_WORK TO COMPLETE_
In the listing below, copy the lines from the line with "Task: one point marks each instance of the ear" to the line with "x=29, y=216", with each request as written. Multiply every x and y coordinate in the answers by 2.2 and round it to a whole number, rounding halves up.

Object pointing dataset rows
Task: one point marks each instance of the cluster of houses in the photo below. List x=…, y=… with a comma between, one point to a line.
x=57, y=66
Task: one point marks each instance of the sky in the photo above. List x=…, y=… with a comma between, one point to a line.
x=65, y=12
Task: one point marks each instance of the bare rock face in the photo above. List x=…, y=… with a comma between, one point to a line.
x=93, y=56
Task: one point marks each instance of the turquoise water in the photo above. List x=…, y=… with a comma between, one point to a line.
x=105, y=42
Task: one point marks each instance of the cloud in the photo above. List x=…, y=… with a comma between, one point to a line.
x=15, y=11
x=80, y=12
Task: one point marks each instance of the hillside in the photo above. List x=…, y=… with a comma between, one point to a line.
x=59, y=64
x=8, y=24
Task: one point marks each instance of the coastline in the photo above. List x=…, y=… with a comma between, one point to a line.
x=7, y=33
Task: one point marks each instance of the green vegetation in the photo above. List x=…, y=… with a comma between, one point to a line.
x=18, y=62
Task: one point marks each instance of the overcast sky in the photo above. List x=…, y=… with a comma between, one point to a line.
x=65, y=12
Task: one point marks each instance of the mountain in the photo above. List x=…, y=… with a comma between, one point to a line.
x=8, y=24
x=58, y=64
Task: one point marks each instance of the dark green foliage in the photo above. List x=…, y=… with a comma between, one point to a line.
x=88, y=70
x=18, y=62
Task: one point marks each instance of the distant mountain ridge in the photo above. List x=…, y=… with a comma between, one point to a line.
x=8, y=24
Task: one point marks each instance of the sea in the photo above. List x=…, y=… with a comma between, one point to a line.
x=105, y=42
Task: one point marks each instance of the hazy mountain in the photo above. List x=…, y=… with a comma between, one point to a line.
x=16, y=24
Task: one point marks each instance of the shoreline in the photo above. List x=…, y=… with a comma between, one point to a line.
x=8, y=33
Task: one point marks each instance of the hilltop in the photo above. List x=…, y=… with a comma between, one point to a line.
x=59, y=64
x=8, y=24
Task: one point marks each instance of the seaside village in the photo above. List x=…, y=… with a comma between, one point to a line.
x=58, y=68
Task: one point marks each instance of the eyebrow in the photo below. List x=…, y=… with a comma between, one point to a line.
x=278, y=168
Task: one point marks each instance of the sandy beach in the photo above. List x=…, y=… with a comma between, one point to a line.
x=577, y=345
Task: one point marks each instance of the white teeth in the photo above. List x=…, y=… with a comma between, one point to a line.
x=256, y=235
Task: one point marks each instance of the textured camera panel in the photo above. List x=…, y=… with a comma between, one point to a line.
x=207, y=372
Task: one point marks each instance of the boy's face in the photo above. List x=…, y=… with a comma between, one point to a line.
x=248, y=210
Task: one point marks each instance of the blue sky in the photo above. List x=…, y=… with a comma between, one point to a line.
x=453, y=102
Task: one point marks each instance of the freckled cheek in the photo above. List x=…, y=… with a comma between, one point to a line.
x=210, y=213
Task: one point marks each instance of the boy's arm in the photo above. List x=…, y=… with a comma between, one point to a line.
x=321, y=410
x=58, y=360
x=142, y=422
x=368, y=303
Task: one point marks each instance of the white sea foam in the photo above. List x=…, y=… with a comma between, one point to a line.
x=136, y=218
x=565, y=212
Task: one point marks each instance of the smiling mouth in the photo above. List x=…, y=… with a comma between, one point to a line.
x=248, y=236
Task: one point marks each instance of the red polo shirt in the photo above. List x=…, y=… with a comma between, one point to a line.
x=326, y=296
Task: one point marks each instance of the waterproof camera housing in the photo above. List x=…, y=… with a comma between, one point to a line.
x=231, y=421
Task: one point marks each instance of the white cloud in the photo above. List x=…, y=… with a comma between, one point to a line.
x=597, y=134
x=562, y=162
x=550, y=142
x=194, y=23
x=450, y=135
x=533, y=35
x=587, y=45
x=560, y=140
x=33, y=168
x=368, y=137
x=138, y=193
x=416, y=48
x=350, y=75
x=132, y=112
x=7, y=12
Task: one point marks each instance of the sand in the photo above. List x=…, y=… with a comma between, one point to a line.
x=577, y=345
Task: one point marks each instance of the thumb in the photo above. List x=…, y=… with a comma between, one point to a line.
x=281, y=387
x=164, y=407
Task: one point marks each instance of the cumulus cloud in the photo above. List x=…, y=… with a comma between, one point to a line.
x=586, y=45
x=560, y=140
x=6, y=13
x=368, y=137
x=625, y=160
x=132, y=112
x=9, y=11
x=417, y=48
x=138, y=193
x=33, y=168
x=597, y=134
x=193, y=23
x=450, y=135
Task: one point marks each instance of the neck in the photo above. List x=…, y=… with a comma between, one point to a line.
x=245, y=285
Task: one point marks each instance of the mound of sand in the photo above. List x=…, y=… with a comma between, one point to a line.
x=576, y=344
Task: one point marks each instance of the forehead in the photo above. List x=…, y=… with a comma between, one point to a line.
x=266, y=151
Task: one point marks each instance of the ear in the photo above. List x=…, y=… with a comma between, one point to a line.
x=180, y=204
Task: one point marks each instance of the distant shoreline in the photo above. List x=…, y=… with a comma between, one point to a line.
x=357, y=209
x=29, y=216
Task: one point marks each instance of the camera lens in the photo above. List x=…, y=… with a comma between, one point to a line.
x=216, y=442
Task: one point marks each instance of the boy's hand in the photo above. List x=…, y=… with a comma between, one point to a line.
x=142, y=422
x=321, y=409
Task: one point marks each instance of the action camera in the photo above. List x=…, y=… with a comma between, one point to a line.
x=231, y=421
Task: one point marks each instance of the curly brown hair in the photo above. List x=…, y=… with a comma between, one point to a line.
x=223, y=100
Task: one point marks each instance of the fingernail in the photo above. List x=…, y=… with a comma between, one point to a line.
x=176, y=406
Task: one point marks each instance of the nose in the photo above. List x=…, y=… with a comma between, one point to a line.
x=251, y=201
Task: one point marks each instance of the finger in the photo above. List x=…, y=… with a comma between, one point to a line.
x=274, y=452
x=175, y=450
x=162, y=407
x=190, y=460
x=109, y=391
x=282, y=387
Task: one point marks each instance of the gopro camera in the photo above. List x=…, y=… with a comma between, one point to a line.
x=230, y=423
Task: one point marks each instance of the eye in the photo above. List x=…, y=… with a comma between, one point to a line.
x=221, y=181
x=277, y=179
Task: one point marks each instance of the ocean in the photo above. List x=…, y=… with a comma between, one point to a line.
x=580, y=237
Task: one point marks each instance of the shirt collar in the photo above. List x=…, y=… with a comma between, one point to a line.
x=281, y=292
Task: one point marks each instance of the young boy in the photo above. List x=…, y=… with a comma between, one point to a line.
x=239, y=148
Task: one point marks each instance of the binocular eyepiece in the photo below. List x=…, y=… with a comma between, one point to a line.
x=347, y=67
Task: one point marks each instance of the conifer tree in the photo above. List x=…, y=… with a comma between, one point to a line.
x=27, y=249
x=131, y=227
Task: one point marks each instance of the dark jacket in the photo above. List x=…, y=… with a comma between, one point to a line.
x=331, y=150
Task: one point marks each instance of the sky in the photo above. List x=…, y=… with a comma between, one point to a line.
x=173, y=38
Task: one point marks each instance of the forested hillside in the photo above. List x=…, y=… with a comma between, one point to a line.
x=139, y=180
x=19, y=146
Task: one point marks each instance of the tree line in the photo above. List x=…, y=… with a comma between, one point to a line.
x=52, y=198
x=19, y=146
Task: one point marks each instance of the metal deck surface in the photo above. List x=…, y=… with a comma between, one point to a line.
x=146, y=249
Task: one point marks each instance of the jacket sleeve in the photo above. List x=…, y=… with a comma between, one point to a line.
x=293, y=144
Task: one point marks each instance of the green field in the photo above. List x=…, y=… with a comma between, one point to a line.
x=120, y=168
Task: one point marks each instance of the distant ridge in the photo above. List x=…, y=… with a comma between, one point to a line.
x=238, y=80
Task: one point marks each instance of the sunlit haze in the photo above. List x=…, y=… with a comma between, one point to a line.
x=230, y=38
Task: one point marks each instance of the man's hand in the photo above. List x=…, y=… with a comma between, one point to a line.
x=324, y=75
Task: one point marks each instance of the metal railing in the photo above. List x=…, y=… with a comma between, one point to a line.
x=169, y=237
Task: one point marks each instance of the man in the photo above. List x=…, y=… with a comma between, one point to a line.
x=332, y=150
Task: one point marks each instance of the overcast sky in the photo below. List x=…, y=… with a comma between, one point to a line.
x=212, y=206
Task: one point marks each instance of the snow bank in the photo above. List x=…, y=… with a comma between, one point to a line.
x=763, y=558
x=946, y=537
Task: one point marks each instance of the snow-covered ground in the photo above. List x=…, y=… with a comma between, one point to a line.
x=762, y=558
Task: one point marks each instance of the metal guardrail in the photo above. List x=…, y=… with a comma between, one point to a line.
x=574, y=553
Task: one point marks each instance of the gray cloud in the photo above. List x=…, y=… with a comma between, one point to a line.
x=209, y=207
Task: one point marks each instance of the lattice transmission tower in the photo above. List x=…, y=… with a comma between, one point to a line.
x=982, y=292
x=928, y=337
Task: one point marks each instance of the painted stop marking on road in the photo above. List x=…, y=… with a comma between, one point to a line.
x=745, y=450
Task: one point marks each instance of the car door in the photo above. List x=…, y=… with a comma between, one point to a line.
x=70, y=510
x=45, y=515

_COMPLETE ANSWER_
Task: one point marks each instance of the ear in the photo above. List x=…, y=… with a comma between, one point to a line.
x=396, y=449
Task: one point marks each instance of the distant shoreline in the photo above. List x=…, y=… with a comma between, one point to a line.
x=785, y=460
x=64, y=475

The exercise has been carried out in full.